═══ DATA SUPPLIED
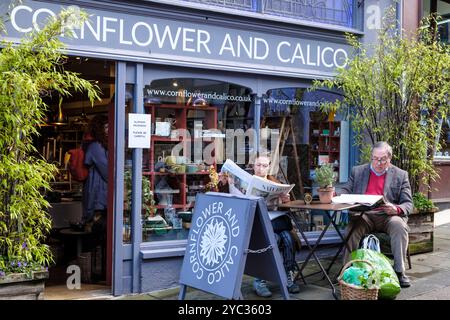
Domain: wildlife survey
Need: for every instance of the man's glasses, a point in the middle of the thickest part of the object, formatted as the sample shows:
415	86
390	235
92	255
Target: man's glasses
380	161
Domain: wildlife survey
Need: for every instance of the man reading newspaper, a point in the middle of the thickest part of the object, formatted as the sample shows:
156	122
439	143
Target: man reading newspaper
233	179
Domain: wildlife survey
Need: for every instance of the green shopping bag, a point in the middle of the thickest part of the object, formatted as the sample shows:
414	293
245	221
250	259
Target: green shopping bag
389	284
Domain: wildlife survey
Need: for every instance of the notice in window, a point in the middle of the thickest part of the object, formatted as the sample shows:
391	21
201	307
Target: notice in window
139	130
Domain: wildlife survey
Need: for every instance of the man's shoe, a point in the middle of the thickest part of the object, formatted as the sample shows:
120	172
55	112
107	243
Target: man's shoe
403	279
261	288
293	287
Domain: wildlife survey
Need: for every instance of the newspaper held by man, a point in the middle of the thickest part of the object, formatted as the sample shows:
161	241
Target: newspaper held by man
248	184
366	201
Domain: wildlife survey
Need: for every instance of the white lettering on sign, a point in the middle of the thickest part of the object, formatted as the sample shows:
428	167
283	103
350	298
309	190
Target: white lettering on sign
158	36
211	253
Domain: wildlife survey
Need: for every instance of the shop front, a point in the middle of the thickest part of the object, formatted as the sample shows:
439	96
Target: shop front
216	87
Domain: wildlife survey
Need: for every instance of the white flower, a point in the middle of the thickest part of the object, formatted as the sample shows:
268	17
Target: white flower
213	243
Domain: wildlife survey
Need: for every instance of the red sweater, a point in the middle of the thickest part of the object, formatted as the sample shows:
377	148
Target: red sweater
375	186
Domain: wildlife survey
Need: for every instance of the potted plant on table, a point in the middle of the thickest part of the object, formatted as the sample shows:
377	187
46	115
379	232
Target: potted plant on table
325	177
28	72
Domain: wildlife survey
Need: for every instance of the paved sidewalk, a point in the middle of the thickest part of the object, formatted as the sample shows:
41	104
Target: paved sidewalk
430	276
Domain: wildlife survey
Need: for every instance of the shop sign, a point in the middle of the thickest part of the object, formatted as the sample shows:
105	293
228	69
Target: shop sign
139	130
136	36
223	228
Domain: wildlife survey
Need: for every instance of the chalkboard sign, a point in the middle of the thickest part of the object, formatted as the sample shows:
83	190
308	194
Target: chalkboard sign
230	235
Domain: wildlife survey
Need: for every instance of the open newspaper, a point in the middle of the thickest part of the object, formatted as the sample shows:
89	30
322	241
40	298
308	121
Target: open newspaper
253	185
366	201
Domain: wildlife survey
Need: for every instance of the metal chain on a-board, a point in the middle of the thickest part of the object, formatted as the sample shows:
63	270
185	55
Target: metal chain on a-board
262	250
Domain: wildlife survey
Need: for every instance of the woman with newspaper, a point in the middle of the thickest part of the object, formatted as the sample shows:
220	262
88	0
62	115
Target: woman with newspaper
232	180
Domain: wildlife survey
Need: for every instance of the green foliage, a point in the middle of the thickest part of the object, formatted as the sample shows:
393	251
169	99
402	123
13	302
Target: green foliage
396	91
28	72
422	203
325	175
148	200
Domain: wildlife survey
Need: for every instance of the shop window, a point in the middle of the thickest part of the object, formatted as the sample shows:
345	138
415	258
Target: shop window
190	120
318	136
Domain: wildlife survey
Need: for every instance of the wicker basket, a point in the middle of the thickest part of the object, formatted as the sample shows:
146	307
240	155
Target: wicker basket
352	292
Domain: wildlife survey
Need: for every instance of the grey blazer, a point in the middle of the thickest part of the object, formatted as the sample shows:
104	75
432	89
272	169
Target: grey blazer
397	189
══════
PROBLEM STATEMENT »
Apart from the images, every line above is to be given again exactly.

TASK SOLUTION »
Domain: wildlife survey
Need: for every instance of the man's glasses, a point in the middle of the thickest part of the object, formatted as the sample shows:
415	86
390	235
92	255
Target: man's glasses
380	161
Domain: wildlife survey
Need: for every instance of the man reading newspaper, a point in the middle of the thickest part of the object, formatted as the sample shows:
156	122
439	143
Target: man reading newspaper
233	179
Domain: wildlife survey
Need: for every instance of the green shopping bag, a point in the middle of the thickest part of the object, formatted as the sample shows:
414	293
245	221
250	259
Target: green shopping bag
389	284
Domain: wildlife survey
Need: for every instance of the notice in window, a point in the middle of the thickest part of the object, formatted as the sample shows:
391	21
201	307
Target: notice in window
139	130
Domain: wildlife survey
Need: for every instance of the man's shoe, a point in the middle of the thickest part of the object, formatted as the sample shows:
120	172
55	112
107	243
Target: man's shoe
403	279
261	288
293	287
Domain: wildlife survey
Need: for every instance of the newspaper held by man, a point in the middle of the thickest part of the object, formatted as the sample shows:
161	241
Target: newspaper held by man
248	184
366	201
Domain: wildlife survey
Need: for every instance of the white lettering on sign, a point in the middle of the thickest part of the object, formatted as the sample shows:
428	167
283	103
350	298
309	190
Target: white lettering on sign
158	36
211	253
Domain: wildlife survey
Need: for every instance of the shop front, a point in the middle of the thickest part of the object, formatted as the sample shows:
439	96
Target: shop front
216	87
Domain: wildlife survey
Need: for every instance of the white flower, a point in the middle of the thickest part of the object, formatted as the sample shows:
268	17
Target: white flower
213	243
Domain: wildlife survey
Need: for every instance of the red sweater, a point in the middle of the thickest part of the object, formatted as the sample shows:
377	148
Target: red sweater
375	186
Domain: wildlife survey
Need: for every instance of the potted plant on table, a point in the middle of the thickest part of the object, formatted as the sample shows:
377	187
46	115
379	232
Target: potted plant on table
325	177
28	72
Domain: wildlife survey
Need: for every instance of the paved sidewalk, a point in the middle of the thickest part of the object, formatted as the sample shows:
41	104
Target: paved sidewalk
430	276
Domain: wildlife survey
Need: for every instance of the shop sign, a point in the middle of the thickest part of the object, formatted as the sample shows:
105	293
228	69
Target: shop sign
139	130
136	36
223	228
Domain: wildlife survey
Need: for every instance of the chalkboard sign, a point in the middle of the thickest part of the object, formatted as the sample shows:
83	190
308	194
Target: chalkboard sign
230	235
Domain: wildlife survey
Need: for every instance of the open newspaper, a point in the middle of the thickest part of the object, formatted as the sample shows:
89	30
322	241
40	298
308	121
Target: open newspaper
253	185
366	201
Domain: wildlife survey
Need: for every instance of the metal chain on a-board, a point in the middle of the thickest part of the object, formatted as the sample shows:
63	270
185	55
Target: metal chain on a-board
262	250
Domain: wildlife survey
Need: for every instance of the woman with newspaper, a point in the middle of the thickest part of the object, formatted as the sample shows:
220	262
88	0
62	115
Target: woman with newspaper
232	180
Domain: wildlife survey
Need: for every instance of the green foliage, a point in the middle of the thickest part of the object, formatted as the sample shows:
393	251
169	99
402	123
13	302
Target: green foliage
396	91
28	72
422	203
325	175
148	200
Domain: wildlife survey
Need: for every instance of the shop window, a point in the middle of the thickest part of the object, formatted as the sample shows:
345	138
415	258
Target: shop window
190	120
318	136
Domain: wildlife survey
Need: for every instance of the wicker basket, a point in the middle of the thickest part of the object, formatted as the sample shows:
146	307
240	155
Target: wicker basket
352	292
Domain: wildlife survey
Need: for every instance of the grey blazer, a point in the middle of the thickest part of the object, formatted as the sample shows:
104	75
432	89
272	169
Target: grey blazer
397	189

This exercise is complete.